Start of Input data
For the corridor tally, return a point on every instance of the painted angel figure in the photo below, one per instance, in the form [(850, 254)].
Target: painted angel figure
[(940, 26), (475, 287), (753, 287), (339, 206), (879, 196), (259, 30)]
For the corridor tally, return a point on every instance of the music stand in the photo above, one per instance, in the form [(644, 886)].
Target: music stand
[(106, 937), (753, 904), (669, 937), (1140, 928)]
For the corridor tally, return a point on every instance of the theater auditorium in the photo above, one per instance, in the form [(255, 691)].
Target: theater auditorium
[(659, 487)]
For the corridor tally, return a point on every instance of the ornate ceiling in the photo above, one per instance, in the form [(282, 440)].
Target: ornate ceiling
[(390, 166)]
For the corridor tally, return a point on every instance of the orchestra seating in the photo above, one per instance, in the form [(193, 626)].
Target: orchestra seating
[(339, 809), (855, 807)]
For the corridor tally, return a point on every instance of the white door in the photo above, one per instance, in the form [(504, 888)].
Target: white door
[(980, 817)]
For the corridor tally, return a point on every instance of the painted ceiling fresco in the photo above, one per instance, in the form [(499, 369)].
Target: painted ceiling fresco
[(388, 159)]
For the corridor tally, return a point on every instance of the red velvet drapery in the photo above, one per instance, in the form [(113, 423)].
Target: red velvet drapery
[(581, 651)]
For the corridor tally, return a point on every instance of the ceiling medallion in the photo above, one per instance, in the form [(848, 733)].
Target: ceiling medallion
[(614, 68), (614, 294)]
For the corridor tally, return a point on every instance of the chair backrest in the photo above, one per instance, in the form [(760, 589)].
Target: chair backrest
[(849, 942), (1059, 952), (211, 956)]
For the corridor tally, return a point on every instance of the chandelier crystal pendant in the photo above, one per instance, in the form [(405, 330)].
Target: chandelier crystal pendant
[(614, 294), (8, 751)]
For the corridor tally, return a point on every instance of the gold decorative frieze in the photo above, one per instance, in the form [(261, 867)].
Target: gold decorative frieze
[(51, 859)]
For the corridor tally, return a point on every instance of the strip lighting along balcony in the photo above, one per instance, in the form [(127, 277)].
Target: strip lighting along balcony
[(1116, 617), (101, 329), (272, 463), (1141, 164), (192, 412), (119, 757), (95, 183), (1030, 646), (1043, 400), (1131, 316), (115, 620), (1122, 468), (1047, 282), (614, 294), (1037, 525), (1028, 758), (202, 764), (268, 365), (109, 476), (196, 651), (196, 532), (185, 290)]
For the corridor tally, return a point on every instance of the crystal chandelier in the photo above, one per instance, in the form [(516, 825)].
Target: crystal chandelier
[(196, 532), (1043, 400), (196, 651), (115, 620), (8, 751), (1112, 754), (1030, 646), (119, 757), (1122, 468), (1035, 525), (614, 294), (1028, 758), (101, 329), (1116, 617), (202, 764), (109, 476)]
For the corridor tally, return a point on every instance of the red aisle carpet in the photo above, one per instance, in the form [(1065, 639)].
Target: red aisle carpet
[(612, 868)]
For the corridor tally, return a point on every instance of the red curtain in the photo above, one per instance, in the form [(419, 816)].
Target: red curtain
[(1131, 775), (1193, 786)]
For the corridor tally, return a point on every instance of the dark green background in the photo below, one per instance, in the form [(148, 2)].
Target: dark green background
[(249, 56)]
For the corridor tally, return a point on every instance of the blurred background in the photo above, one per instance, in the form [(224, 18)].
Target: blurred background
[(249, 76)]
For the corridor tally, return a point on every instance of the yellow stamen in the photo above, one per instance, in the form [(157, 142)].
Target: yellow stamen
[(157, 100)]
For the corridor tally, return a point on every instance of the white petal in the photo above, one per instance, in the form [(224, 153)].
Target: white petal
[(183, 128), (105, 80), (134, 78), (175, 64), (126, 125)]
End of Input data
[Work required] Copy out, word for word, the part of the listing above that opens with the line containing "form [(157, 142)]." and runs to the end of the listing, both ends included.

[Output for this exercise]
For the corridor tally, return a point on every instance of the yellow stamen in the photo above, one per instance, in the form [(157, 142)].
Target: yellow stamen
[(157, 100)]
For the corridor tally, return a point on every instance of the white petal in the photo above, one per instance, in the form [(224, 153)].
Target: white petal
[(183, 128), (105, 80), (134, 78), (175, 64), (126, 125)]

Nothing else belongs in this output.